Entries for bounding box labeling:
* * * * *
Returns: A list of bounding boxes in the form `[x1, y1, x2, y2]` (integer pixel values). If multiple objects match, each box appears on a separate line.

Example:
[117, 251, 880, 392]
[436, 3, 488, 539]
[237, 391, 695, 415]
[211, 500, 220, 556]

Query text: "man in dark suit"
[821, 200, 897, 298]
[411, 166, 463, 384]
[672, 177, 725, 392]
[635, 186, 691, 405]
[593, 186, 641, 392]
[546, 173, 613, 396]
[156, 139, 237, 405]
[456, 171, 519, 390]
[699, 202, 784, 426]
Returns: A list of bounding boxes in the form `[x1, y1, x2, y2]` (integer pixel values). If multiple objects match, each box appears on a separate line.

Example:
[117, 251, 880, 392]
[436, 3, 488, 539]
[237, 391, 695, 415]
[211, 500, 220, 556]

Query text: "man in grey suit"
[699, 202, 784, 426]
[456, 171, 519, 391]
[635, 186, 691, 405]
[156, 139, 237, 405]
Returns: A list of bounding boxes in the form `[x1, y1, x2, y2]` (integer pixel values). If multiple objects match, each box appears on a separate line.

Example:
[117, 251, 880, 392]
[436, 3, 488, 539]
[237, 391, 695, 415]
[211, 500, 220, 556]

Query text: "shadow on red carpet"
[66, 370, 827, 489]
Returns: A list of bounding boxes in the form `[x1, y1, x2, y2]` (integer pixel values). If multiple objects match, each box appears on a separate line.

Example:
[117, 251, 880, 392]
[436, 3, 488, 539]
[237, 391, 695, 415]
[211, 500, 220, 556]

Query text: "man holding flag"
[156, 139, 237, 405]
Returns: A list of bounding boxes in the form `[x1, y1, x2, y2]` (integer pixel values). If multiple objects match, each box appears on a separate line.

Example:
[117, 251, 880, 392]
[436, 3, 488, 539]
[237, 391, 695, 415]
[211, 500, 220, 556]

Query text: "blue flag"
* * * * *
- Directions -
Rewrite all of these items, changing every "Query text" to "Search phrase" and leaving everything else as it is.

- Complete response -
Returns: A list of bounding boxes in the form `[x1, y1, x2, y2]` (integer pixel values). If multiple objects match, each box appears on a separate line.

Example:
[117, 251, 880, 392]
[436, 3, 488, 539]
[237, 391, 695, 415]
[211, 500, 220, 556]

Search phrase: "man in dark suit"
[821, 200, 897, 298]
[411, 166, 463, 384]
[672, 177, 725, 392]
[635, 186, 691, 405]
[593, 186, 641, 392]
[546, 173, 613, 396]
[156, 139, 237, 405]
[456, 171, 519, 390]
[699, 202, 784, 426]
Returns: A list of bounding boxes in the form `[x1, y1, x2, y2]` (integer pixel values). If multiple objects match, each box appears on a separate line.

Example:
[117, 251, 880, 392]
[436, 3, 488, 539]
[237, 391, 695, 415]
[211, 500, 220, 556]

Search phrase: "man in grey suit"
[699, 202, 784, 426]
[456, 171, 519, 391]
[635, 186, 691, 405]
[156, 139, 237, 405]
Returns: A list of bounding boxes in the form `[x1, y1, x2, y2]` (integer pixel values). If multiple objects match, each box appears on a separate line.

Example:
[117, 251, 880, 392]
[436, 3, 488, 539]
[237, 391, 695, 415]
[211, 500, 220, 556]

Search phrase: "shadow on red carpet"
[66, 370, 827, 489]
Returns: A list of bounding boxes in the form `[x1, y1, x2, y2]` (integer pixel values). If multiple objects match, each box appears on a separate line.

Example:
[117, 251, 880, 392]
[436, 3, 488, 539]
[237, 391, 695, 415]
[211, 500, 220, 556]

Search phrase: "man holding flag"
[156, 139, 237, 405]
Returns: A list of bounding boxes in the form `[x1, y1, x2, y2]` (integer pixel values). If multiple objects match, each box appears on a separate line.

Example:
[117, 251, 880, 392]
[436, 3, 488, 539]
[237, 391, 695, 415]
[211, 500, 220, 556]

Search phrase: "blue flag"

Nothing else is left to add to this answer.